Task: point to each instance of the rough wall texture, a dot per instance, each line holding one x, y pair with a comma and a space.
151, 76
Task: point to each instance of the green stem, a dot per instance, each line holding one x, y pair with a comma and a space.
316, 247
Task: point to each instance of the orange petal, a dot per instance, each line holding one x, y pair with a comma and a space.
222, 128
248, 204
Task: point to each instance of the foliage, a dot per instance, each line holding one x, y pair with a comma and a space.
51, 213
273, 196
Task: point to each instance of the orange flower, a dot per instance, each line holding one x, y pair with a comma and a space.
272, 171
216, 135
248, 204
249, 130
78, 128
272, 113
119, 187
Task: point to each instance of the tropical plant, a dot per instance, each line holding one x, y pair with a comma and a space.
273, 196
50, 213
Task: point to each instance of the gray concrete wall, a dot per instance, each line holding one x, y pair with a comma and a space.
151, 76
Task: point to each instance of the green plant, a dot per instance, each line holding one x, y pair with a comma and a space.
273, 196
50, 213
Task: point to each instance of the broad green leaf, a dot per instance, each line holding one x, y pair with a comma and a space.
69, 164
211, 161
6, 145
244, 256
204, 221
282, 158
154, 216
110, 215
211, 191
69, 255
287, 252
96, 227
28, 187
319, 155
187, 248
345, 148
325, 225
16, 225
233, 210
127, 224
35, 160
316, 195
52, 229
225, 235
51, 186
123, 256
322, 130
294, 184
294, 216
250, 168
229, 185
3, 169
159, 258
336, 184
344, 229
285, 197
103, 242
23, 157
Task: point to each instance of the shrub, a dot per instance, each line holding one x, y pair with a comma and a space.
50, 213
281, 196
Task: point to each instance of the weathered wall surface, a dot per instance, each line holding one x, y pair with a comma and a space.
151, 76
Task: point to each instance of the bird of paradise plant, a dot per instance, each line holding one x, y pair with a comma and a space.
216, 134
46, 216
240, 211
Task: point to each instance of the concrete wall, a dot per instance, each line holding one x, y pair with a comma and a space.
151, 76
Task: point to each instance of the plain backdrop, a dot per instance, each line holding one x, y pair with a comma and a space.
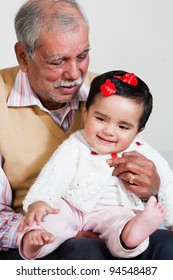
..............................
(What to do): Print every one of the items above verbatim, leaving out any pictures.

(Output of the task):
Task: point to each instance of the rough wall texture, a dot per instance, each line holding one x, y pair with a comma and a space.
151, 76
Task: point to each instance of the green stem, a dot per instance, each line holding one x, y pair with a comma and a space.
316, 247
Task: point to each instance of the orange petal, a dot per instance, each line holding one x, y pair with a comma and a space.
222, 128
248, 204
Task: point to each instance of the foliage, a dot per instance, each line holding one x, y pair with a comma and a space.
51, 213
273, 196
Task: point to each instance of the orange flower, a dot per instance, each line holding one x, y pair with a comma and a space.
272, 171
216, 135
248, 204
249, 130
78, 128
272, 113
119, 187
Task: point to each instance of the tropical plant, a dot per instance, each line holding one x, y pair with a comma and a space.
273, 196
50, 213
Task: point to each instance of the gray concrete wall, a dot per instance, each line holding one x, y pair with a comma and a space.
151, 76
Task: point to each instance of the green plant, a dot per instance, each line holding one x, y pair with a comma and a space.
273, 196
50, 213
Task: point to each instance of the broad green leaf, a dot per instance, each line holding one x, y pair with a comma and a space.
69, 164
211, 161
6, 145
244, 256
204, 221
282, 158
154, 216
110, 215
211, 191
69, 255
287, 252
96, 227
28, 187
319, 155
187, 248
345, 148
325, 225
16, 225
233, 210
127, 224
35, 160
316, 195
52, 229
225, 235
51, 186
123, 256
322, 130
294, 184
294, 216
250, 168
229, 185
3, 169
159, 258
336, 184
344, 229
285, 197
103, 242
23, 157
Task: point to each instance of the shrub, a dot per instance, each line holding one x, y pair with a comma and a space.
50, 213
281, 196
Task: point to each instance of the weathered wall surface, a dot per instance, each line holding one x, y pair with a comma and a space.
151, 76
Task: point to each instance of the bird of paradise plant, a dot per instance, each line holding one x, y pair with a comma and a space.
216, 134
46, 216
240, 211
Task: point to each instance of the concrete wall, a dot per instance, each line holding one x, y pair with a comma and a space.
151, 76
Task: point to each instance of the plain backdrop, a dot per instance, each line holding one x, y pair with a comma and a space.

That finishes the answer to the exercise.